Document text.
“The question of the infinite has universally been found to be very difficult, indeed, insoluble.” Questions of the infinite are notoriously problematic because once one accepts that infinities exist, it seems one runs into contradictions. For instance, Spinoza provides an example; “if an infinite length is measured in feet, it will have to consist of an infinite number of feet; and if it is measured in inches, it will consist of an infinite number of inches. So one infinite number will be twelve times greater than another infinite number.”
However, Spinoza, like all the other rationalists, cannot so easily part with the idea of the infinite. This is because the Infinite is an idea which is presented to the mind immediately, and is not an idea we arrive at by negating the finite, as the rationalists maintained. I just wrote a final term paper on defining rationalism in which I argued that Rationalism was best defined as: “the commitment to the reliability of one’s rational intuition as an indubitable means to discovering indubitable truths.” The infinite, they maintained, was an idea which was presented to the mind by intuition. This explains why the rationalists held on to the idea of the infinite with such tenacity.
Spinoza explains, therefore, that there are legitimate inferences to the infinite, and illegitimate ones. In a series of letters written from 1661-1665 to interlocutors of his he explained this in detail:
“The question of the infinite has universally been found to be very difficult, indeed, insoluble, through failure to distinguish between that which must be infinite by its very nature or by virtue of its definition, and that which is unlimited not by virtue of its essence but by virtue of its cause.”

Given entries.
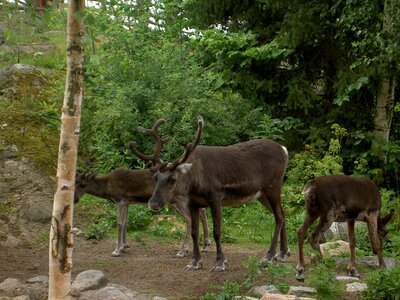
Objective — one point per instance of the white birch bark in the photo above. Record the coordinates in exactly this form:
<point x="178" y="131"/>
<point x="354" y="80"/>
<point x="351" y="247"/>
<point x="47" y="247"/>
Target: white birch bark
<point x="61" y="240"/>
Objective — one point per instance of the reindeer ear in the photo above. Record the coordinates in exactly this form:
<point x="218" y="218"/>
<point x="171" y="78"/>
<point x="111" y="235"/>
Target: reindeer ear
<point x="386" y="219"/>
<point x="184" y="168"/>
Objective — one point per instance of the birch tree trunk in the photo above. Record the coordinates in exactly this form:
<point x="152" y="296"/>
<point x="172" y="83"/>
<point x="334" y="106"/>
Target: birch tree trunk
<point x="61" y="240"/>
<point x="385" y="96"/>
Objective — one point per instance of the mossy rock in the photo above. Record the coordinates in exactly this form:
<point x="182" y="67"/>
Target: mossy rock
<point x="30" y="104"/>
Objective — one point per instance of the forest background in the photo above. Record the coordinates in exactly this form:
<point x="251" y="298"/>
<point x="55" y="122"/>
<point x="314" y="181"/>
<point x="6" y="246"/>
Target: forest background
<point x="319" y="77"/>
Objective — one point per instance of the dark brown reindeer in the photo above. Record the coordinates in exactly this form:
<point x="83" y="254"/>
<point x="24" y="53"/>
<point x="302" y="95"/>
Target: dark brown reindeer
<point x="342" y="198"/>
<point x="224" y="176"/>
<point x="124" y="187"/>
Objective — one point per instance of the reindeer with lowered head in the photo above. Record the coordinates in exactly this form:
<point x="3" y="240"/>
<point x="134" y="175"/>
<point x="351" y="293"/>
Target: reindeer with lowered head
<point x="124" y="187"/>
<point x="342" y="198"/>
<point x="205" y="176"/>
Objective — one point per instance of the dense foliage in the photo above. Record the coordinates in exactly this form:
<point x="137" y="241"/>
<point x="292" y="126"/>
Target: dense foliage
<point x="304" y="73"/>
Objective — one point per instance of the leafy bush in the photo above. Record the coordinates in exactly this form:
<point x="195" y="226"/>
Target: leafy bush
<point x="383" y="285"/>
<point x="229" y="290"/>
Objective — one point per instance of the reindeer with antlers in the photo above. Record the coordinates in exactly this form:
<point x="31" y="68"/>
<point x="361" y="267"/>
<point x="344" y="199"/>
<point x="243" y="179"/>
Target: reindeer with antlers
<point x="124" y="187"/>
<point x="206" y="176"/>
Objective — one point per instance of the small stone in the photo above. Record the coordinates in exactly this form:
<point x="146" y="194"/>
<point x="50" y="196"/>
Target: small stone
<point x="261" y="290"/>
<point x="38" y="279"/>
<point x="356" y="287"/>
<point x="346" y="278"/>
<point x="302" y="291"/>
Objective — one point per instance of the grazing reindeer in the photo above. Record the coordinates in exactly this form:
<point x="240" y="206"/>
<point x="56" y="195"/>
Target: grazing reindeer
<point x="342" y="198"/>
<point x="223" y="176"/>
<point x="124" y="187"/>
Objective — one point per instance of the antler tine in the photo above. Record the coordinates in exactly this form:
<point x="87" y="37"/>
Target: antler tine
<point x="158" y="143"/>
<point x="189" y="147"/>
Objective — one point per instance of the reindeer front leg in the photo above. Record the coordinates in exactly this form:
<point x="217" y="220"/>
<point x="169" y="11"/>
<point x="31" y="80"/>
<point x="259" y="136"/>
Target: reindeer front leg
<point x="215" y="207"/>
<point x="122" y="219"/>
<point x="351" y="269"/>
<point x="196" y="262"/>
<point x="206" y="235"/>
<point x="182" y="208"/>
<point x="376" y="243"/>
<point x="301" y="234"/>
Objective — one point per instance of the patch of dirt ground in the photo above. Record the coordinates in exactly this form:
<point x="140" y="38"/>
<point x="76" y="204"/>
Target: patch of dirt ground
<point x="148" y="267"/>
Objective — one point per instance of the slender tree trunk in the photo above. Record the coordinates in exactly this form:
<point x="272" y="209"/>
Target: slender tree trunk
<point x="61" y="240"/>
<point x="385" y="95"/>
<point x="384" y="109"/>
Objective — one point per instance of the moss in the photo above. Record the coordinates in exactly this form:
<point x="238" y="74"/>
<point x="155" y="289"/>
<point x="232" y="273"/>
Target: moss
<point x="30" y="119"/>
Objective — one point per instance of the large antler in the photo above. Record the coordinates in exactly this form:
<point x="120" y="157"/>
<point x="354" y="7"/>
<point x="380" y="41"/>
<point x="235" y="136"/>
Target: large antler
<point x="153" y="159"/>
<point x="189" y="148"/>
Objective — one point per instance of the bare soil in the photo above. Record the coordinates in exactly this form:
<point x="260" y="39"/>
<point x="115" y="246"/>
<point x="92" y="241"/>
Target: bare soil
<point x="148" y="267"/>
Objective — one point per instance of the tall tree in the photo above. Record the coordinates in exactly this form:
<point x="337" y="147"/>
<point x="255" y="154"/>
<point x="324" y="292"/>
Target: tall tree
<point x="61" y="239"/>
<point x="385" y="96"/>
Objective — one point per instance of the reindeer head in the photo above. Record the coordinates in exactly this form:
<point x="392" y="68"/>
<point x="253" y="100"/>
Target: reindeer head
<point x="172" y="179"/>
<point x="81" y="182"/>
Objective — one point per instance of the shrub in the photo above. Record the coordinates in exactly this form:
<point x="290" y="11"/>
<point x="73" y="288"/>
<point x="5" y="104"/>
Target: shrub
<point x="383" y="284"/>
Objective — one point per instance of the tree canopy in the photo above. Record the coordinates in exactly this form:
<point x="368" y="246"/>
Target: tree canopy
<point x="287" y="70"/>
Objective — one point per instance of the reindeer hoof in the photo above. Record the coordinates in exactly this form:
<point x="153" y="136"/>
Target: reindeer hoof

Exercise aim. Decide whether each statement agrees with the text on Spinoza and the infinite. Answer yes or no and quote the deciding words of the text. (a) Spinoza explained the matter in letters written from 1661 to 1665. (b) In Spinoza's example of measuring an infinite length, one infinite number turns out twelve times greater than another. (c) The term paper defined Rationalism as a commitment to sense experience as the means to truth.

Response below.
(a) Yes: "In a series of letters written from 1661-1665 to interlocutors of his he explained this in detail"
(b) Yes: "So one infinite number will be twelve times greater than another infinite number."
(c) No: "the commitment to the reliability of one’s rational intuition as an indubitable means to discovering indubitable truths."